* [Исходный отрывок]
'''

Там же, в «Правде», но несколько позднее я познакомился с еще одним интересным и талантливым человеком — Давидом Заславским. Красивое библейское имя Давид носили, как я заметил, большей частью люди незаурядные, примечательные. По крайней мере среди тех, кого я знал лично. Правда, древнего иудейского царя Давида я лично не знал, но по всем дошедшим до нас сведениям он был личностью выдающейся. Достаточно вспомнить хотя бы его сенсационную победу над злым великаном Голиафом. А вот с талантливейшим художником Давидом Дубинским, замечательным редактором газеты Давидом Ортенбергом, великолепным скрипачом Давидом Ойстрахом, пианистом Давидом Ашкенази был хорошо знаком и даже, позволю себе сказать, дружил.
А сейчас речь пойдет еще об одном хорошо знакомом мне Давиде, о котором, на мой взгляд, стоит рассказать.
…Петроград. Лето семнадцатого года. До предела накаленная, взбудораженная, зловеще-непредсказуемая политическая обстановка. Главные возмутители спокойствия — это большевики, или, как их чаще именуют, «ленинцы» по имени некоего Ленина, недавно как снег на голову свалившегося из эмиграции, проехав через воюющую с нами Германию в предоставленном ему немцами запломбированном вагоне.

'''

* [Что нужно сделать]
Воспроизведите дословно часть отрывка о Давиде Заславском, начиная со слов «А сейчас речь» и заканчивая словами «немцами запломбированном вагоне.». Приведённые далее строки взяты из другого источника.

* [Записи данных]

'''

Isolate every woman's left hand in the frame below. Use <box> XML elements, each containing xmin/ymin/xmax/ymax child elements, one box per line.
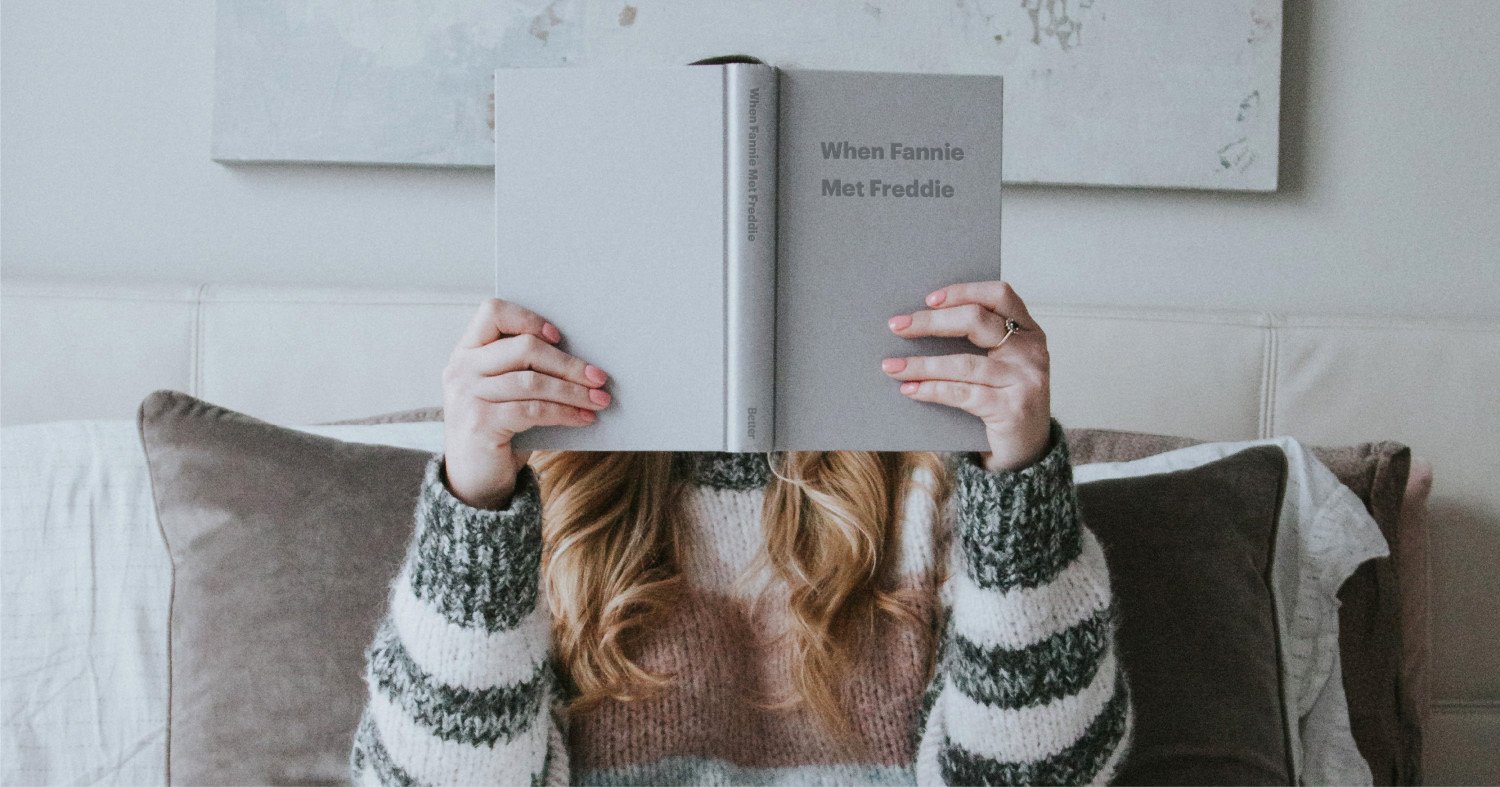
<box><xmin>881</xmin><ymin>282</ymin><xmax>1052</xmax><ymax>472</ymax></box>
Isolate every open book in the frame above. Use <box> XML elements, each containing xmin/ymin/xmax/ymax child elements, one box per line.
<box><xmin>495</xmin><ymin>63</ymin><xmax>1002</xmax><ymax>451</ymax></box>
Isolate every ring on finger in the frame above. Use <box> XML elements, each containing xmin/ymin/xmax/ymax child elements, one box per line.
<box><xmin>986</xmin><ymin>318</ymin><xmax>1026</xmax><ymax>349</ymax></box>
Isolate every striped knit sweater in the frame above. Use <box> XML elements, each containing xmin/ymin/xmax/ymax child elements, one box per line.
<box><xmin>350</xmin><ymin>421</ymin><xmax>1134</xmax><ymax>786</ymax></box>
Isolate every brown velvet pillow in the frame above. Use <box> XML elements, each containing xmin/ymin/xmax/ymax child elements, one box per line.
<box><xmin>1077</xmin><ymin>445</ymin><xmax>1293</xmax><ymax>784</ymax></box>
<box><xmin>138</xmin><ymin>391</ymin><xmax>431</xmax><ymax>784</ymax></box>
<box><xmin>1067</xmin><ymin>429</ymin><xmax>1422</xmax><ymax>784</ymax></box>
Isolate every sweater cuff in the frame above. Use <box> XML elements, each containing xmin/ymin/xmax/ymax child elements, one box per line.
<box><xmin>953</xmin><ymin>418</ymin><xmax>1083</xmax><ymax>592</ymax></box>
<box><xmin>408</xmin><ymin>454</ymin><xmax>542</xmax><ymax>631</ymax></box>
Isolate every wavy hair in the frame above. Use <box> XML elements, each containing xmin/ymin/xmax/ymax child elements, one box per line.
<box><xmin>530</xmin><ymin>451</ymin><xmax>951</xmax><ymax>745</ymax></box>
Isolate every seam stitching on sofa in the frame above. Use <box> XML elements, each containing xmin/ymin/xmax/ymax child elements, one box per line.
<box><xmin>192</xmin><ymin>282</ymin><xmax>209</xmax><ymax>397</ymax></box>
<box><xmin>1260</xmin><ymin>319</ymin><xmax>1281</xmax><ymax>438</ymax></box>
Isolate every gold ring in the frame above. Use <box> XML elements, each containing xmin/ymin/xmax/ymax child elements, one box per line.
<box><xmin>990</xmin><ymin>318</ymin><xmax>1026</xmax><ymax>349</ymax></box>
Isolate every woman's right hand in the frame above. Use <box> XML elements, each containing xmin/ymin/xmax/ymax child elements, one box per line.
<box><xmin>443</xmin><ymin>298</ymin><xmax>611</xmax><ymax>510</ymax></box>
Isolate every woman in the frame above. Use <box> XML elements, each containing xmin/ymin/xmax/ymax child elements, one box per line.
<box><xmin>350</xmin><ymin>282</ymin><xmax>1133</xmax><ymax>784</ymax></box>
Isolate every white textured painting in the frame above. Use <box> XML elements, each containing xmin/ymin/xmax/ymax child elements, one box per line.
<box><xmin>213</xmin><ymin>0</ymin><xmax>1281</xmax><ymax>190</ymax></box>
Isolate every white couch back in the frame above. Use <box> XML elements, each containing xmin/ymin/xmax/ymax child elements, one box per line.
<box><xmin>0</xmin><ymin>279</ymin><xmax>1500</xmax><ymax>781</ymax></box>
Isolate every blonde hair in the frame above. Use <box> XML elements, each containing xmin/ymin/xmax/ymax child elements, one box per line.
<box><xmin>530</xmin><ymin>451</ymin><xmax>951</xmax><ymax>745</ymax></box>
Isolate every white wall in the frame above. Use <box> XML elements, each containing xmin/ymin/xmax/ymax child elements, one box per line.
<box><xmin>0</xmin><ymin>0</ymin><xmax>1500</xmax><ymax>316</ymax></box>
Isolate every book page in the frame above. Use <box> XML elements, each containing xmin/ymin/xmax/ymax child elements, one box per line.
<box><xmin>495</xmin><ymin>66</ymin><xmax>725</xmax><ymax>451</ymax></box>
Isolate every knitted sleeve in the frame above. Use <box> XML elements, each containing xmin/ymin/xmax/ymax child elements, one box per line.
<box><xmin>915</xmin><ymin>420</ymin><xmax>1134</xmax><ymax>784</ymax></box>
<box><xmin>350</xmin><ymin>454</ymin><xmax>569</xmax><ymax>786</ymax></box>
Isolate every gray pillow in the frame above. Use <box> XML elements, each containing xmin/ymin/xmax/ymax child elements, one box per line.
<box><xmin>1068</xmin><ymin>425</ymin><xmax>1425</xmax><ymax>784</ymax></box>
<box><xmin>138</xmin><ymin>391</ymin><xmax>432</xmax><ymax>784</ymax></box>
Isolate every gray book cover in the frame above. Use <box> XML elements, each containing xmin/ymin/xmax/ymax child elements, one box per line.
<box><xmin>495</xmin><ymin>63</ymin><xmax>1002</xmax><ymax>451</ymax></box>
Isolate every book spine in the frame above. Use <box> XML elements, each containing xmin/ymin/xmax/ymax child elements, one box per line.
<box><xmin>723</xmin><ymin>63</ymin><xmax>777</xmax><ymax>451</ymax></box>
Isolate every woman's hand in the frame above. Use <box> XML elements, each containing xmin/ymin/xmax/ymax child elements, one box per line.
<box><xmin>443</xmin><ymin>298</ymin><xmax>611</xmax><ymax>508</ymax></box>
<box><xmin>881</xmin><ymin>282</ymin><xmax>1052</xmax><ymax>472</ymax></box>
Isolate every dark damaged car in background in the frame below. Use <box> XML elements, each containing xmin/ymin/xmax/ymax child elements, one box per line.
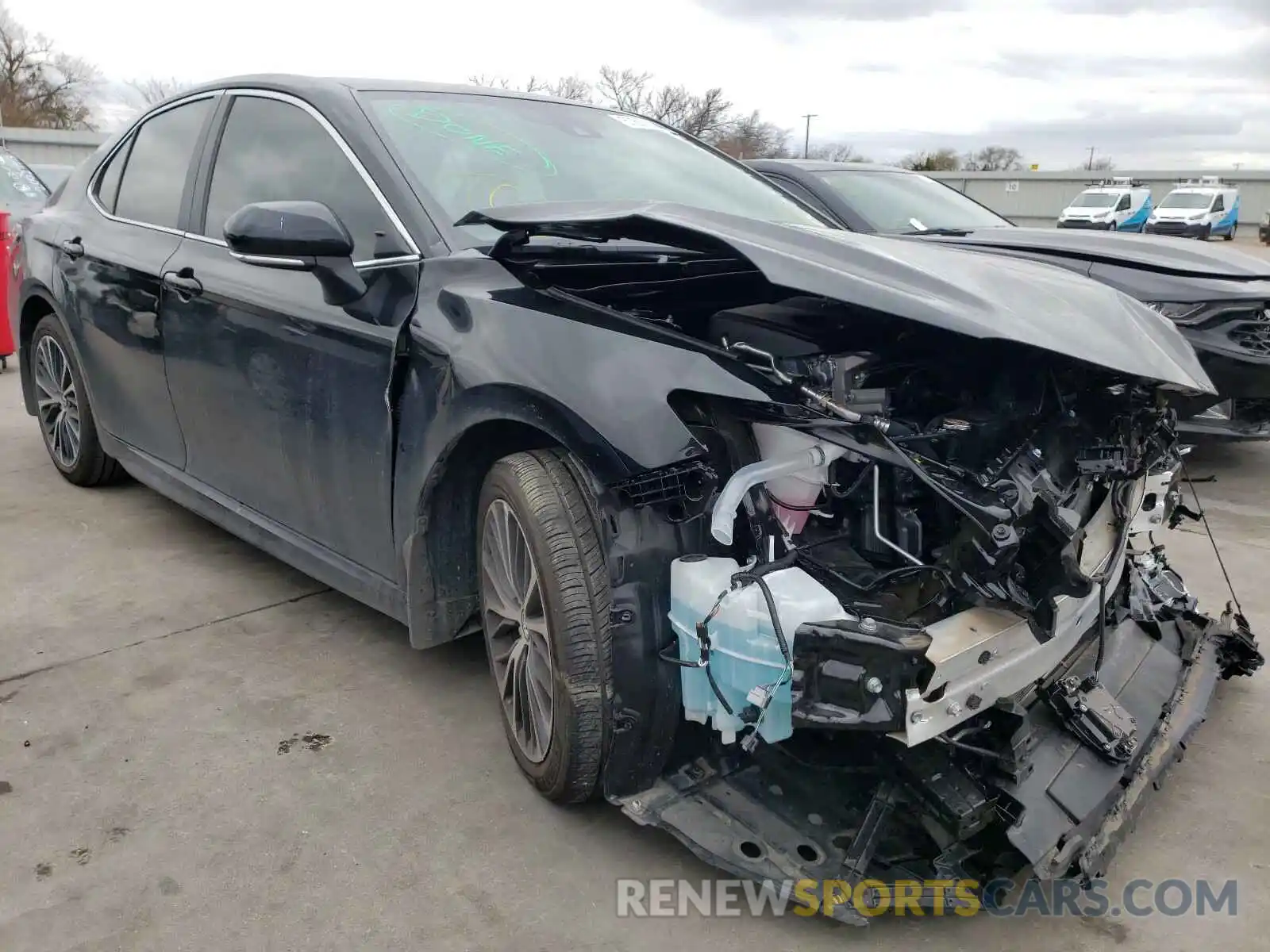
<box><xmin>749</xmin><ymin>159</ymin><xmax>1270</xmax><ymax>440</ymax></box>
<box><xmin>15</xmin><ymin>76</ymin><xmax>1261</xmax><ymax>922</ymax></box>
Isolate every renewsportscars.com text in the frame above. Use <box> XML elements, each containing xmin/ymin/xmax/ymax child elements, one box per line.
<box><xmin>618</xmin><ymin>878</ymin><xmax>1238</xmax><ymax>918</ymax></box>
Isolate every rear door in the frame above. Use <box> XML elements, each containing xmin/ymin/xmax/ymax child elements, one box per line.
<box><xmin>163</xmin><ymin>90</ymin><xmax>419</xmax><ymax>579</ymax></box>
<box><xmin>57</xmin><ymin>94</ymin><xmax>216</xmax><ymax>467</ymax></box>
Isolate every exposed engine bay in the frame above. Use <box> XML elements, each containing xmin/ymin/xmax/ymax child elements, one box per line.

'''
'''

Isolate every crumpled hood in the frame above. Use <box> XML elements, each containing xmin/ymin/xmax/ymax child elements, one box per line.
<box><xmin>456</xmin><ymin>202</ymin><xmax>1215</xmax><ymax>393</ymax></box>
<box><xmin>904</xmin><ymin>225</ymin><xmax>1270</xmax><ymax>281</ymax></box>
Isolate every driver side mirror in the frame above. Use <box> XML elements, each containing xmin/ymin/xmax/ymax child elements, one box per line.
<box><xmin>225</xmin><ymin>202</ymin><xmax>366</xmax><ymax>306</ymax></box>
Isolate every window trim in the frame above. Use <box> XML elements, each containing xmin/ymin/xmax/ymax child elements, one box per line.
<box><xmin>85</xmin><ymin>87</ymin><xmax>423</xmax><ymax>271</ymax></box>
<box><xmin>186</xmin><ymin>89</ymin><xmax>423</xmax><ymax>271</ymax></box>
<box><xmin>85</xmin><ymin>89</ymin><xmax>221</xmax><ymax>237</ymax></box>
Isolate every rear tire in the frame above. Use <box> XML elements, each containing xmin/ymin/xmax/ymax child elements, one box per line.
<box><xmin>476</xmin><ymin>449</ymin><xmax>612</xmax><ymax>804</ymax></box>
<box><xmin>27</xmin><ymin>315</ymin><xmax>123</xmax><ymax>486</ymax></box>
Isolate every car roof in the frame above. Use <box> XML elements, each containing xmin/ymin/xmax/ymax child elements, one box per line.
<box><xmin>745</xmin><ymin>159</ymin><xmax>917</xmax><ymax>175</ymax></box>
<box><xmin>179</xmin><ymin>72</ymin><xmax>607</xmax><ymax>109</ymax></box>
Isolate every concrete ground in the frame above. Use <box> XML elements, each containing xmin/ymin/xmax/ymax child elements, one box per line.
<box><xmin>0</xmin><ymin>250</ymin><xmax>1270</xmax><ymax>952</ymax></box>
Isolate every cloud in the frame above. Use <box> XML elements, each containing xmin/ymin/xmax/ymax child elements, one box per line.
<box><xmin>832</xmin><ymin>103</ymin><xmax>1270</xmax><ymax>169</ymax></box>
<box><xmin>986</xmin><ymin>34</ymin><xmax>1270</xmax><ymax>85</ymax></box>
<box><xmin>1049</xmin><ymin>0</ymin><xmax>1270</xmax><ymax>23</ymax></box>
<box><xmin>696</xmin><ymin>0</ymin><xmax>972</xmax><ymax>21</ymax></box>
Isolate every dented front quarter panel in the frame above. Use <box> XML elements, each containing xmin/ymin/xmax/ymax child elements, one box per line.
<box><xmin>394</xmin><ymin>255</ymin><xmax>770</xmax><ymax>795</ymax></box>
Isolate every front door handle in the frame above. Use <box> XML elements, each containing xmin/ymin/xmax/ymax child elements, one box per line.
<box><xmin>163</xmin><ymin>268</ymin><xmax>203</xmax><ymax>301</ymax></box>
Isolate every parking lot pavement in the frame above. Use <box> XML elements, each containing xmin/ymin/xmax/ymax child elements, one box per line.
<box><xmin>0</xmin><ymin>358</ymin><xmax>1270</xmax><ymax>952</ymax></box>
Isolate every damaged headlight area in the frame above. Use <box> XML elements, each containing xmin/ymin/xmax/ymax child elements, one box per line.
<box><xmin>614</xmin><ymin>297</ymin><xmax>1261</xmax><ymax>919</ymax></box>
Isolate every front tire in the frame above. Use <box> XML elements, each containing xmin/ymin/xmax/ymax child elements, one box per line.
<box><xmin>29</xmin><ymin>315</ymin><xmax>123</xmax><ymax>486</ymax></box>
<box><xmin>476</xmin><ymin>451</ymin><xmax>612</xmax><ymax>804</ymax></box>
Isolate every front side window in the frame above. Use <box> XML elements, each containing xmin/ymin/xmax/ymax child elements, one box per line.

'''
'''

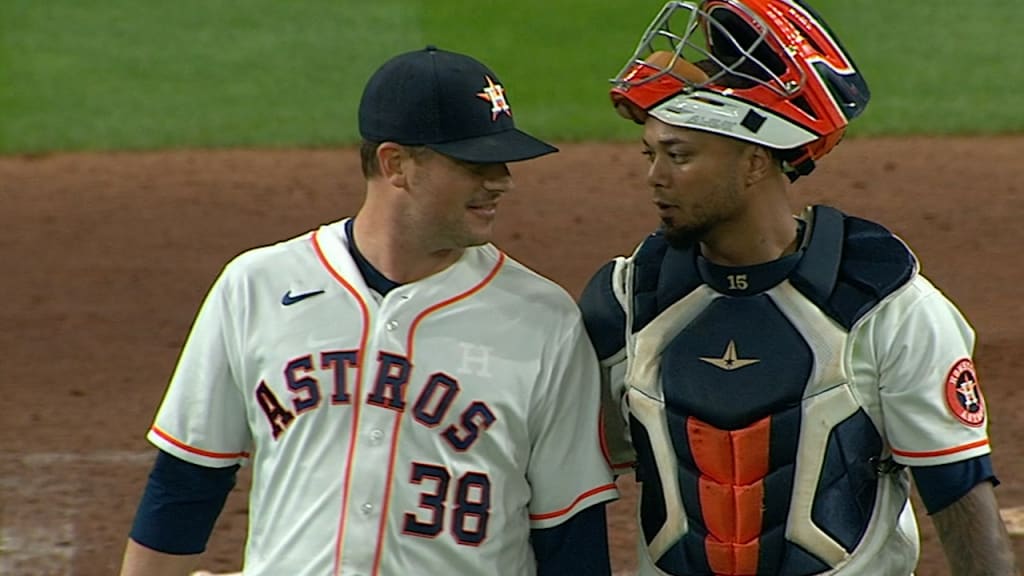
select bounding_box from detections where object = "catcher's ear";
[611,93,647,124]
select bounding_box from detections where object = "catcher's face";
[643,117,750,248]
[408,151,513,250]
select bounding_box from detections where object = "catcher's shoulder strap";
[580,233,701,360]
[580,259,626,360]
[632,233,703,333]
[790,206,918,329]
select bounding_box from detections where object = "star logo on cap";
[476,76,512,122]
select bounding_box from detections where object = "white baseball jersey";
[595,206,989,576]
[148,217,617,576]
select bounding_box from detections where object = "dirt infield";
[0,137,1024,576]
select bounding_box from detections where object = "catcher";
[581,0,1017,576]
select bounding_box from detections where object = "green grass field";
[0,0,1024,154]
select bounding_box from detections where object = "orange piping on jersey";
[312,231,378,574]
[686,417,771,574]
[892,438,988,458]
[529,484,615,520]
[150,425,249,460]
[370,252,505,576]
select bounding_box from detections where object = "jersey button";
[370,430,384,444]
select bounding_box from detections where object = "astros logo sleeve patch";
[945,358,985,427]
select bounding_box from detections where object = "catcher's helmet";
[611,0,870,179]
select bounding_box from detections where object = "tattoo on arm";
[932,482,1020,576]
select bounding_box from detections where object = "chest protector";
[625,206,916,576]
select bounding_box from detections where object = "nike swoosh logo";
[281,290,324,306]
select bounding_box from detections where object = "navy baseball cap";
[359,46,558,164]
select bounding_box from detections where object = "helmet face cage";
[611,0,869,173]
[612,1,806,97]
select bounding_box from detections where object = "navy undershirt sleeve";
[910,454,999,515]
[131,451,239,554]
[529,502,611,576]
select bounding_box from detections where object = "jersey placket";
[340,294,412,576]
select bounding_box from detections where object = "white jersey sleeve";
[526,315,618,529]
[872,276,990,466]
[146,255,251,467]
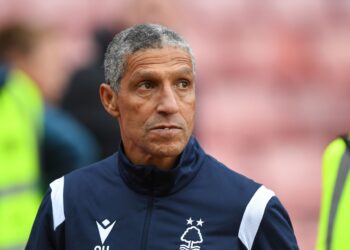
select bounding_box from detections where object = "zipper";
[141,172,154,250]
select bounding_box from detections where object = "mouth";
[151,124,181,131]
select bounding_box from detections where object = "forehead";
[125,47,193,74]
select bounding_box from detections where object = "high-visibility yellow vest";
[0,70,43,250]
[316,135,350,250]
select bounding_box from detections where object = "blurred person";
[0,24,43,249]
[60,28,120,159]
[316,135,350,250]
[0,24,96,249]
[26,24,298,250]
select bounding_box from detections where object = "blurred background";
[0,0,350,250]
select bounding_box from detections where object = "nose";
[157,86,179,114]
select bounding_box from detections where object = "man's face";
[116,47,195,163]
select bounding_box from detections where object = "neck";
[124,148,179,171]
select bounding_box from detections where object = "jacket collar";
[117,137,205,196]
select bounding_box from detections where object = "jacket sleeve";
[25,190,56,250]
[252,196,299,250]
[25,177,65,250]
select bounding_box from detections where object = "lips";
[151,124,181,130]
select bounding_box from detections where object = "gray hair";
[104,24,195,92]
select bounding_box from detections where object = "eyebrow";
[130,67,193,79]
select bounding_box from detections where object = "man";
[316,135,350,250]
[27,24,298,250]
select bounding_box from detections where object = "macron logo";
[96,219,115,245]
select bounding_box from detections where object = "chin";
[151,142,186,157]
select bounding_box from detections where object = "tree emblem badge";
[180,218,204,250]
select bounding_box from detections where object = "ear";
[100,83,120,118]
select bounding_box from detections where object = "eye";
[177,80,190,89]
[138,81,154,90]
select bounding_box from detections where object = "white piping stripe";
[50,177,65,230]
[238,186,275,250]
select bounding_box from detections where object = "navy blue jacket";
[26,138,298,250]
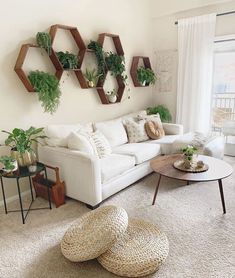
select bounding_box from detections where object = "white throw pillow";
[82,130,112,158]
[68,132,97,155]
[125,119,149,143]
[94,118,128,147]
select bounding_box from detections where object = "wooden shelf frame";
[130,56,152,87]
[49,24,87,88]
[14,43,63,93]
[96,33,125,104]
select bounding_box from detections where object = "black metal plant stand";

'''

* [Ответ на задание]
А сейчас речь пойдет еще об одном хорошо знакомом мне Давиде, о котором, на мой взгляд, стоит рассказать.
…Петроград. Лето семнадцатого года. До предела накаленная, взбудораженная, зловеще-непредсказуемая политическая обстановка. Главные возмутители спокойствия — это большевики, или, как их чаще именуют, «ленинцы» по имени некоего Ленина, недавно как снег на голову свалившегося из эмиграции, проехав через воюющую с нами Германию в предоставленном ему немцами запломбированном вагоне.